▶ [Exercise]
Copy out every record below, word for word.

▶ [Given records]

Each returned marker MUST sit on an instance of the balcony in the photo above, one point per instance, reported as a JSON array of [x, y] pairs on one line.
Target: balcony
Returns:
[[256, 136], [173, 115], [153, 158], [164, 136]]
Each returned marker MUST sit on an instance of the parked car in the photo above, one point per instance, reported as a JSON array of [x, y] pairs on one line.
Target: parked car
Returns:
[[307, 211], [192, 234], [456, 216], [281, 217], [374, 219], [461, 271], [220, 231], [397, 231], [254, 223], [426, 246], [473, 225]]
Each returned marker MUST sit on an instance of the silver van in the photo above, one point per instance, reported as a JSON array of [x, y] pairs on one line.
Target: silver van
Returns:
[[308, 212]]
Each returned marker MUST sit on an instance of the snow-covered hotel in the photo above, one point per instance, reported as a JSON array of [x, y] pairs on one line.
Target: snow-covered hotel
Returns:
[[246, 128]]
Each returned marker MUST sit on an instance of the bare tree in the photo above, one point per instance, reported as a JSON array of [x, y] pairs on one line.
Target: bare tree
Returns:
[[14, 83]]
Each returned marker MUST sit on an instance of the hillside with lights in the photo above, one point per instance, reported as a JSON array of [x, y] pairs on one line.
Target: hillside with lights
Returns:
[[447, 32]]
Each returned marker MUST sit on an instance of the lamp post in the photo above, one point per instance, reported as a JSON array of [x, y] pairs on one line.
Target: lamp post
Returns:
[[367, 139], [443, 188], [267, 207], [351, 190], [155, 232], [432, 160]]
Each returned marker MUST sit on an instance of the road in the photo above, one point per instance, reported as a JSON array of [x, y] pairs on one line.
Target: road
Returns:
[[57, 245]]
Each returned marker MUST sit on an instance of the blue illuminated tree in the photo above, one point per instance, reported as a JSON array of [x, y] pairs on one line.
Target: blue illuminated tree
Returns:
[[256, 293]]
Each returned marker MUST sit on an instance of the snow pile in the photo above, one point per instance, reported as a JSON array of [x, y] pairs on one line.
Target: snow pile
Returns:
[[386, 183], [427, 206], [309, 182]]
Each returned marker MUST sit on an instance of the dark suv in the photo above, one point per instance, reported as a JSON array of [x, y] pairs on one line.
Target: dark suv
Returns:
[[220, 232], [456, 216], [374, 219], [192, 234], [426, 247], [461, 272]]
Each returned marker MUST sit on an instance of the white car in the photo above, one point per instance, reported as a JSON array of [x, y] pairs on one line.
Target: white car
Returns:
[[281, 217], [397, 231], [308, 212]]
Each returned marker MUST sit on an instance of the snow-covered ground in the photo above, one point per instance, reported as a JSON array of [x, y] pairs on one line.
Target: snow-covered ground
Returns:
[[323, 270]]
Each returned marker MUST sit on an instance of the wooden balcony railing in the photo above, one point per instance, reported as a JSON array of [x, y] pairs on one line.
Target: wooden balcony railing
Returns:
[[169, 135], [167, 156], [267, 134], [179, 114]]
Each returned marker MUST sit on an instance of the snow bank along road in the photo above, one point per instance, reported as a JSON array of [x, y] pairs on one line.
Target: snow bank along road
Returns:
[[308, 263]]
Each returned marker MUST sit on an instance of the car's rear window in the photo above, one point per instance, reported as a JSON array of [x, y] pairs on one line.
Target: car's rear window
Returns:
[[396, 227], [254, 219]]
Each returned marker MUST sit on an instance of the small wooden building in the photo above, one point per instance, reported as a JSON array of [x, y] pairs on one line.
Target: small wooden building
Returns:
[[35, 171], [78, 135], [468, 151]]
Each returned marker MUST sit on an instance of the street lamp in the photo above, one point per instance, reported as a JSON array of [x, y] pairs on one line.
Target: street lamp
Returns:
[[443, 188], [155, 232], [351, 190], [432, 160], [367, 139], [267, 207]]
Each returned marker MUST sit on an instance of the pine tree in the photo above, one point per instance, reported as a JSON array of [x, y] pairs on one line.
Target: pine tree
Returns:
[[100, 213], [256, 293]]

▶ [Result of the exercise]
Each returned marker MUST sit on an instance of the balcony in the photo above, one point per instance, reported as a JSON array of [x, y] pairs on one line.
Target: balcony
Returns:
[[256, 136], [173, 115], [153, 158], [164, 136]]
Each returned marker MUST sit on an instance of the parked car in the photo above, one point per instance, reported as a JSON array of [x, y] pairs on one line.
Target: parked car
Returns:
[[307, 211], [192, 234], [456, 216], [281, 217], [374, 219], [461, 271], [220, 231], [397, 231], [254, 223], [426, 246], [473, 225]]
Each returned marker MUST sit on an instance of the silver van in the photo above, one point per instance, reported as a JSON array of [x, y] pairs on one line.
Target: silver van
Returns:
[[308, 212]]
Each returned marker MUST sit on an instance of the snow-covered hotel in the photo above, one point per instance, reported as a JSON array of [x, y] pairs on one line.
Target: snow-covered hotel
Returns:
[[246, 128]]
Each returned marker MUST sit on an instance of the bare tree in the photo above, one point per instance, reported as a JSON array of [x, y] pairs on one line.
Target: bare tree
Returns:
[[14, 83]]
Each returned marker MUST sit on an instance of the hillside with lights in the photo above, one point per instance, reported as a JSON array of [x, y] pairs on one line.
Target: hillside with lights
Returns:
[[447, 32]]
Each returned marker MUST sit on an instance of the lamp post in the photo above, one point per instance, reported as a JSON array of [x, y] pairs on one line.
Target: lamp post
Returns:
[[367, 139], [443, 188], [267, 207], [351, 190], [155, 232], [432, 160]]
Each returned marker MUST sit on an instance of the road in the photo above, one point per instance, reported as a JSON array of [x, y] pairs on one line.
Target: road
Returns:
[[57, 245]]
Each returned marker MUST sit on an instance of the blue illuminated tree in the photo above, one point per instance, reported as a JSON array of [x, y] pairs on one line.
Target: blue illuminated tree
Returns:
[[256, 293]]
Each returned marker MUST sit on an instance of the snow pile in the photo above, one point per instance, reported as a JSON array of [x, y] pairs on one line.
Target: snow pile
Returns:
[[386, 183], [427, 206], [309, 182]]
Each returned marker MUST sit on an instance of the dark suv in the photo above, one point per instance, reported as a JSON array of [x, y] pairs on one line.
Target: dark suv
Returns:
[[220, 232], [456, 216], [374, 219], [192, 234], [426, 247], [461, 272]]
Each returned marker MUST sit on an instance of the white car in the photo above, one point per instance, reported as a JSON array of [x, y] pairs on one line.
Target: white car
Returns:
[[281, 217], [397, 231], [308, 212]]
Each returned marker MUST sit on an instance of the snow-covered ground in the photo above, one point per instance, reported as a JSON array of [x, y] pairs on one line.
Target: snow-covered ground
Returns:
[[323, 270]]
Each returned marker MUST sit on an instance of the wooden balcony railing in the photo above, one point per instance, reported as a JSON array of [x, y] pairs on one line.
Target: wooden balcony railing
Returns:
[[169, 135], [167, 156], [267, 134], [179, 114]]
Each returned marker MUST sit on an instance of the snow bank along road in the photo above, one point per instance, reported as a JSON array of [x, y] pairs on one line.
Target: snow bank along road
Returns:
[[308, 263]]
Each returned marker MUST sit on an instance of the car's rear window in the photo above, one point per instance, reported as a JSON array of [x, y] pairs on one line.
Target: car's rear window
Returns:
[[396, 227], [254, 219]]
Each returned marker MUST sit on an instance of the small wooden building in the photo above, one point per instance, reported as a JSON array of [x, y] pairs on one line.
Target: small wooden building
Returns:
[[35, 171], [78, 135], [468, 151]]
Each returned marker MUST sit on an instance of the street lamp in the photo above, one point per instance, reported as a JSON array of [x, y] pairs on one line.
Target: street lamp
Returns:
[[443, 188], [155, 232], [351, 190], [432, 160], [367, 139], [267, 207]]
Each returned marker MUST sit on an instance of the pine tree in the photo above, one point per instance, reported as a JSON array of [x, y] pairs on one line.
Target: pine tree
Returns:
[[100, 213], [256, 293]]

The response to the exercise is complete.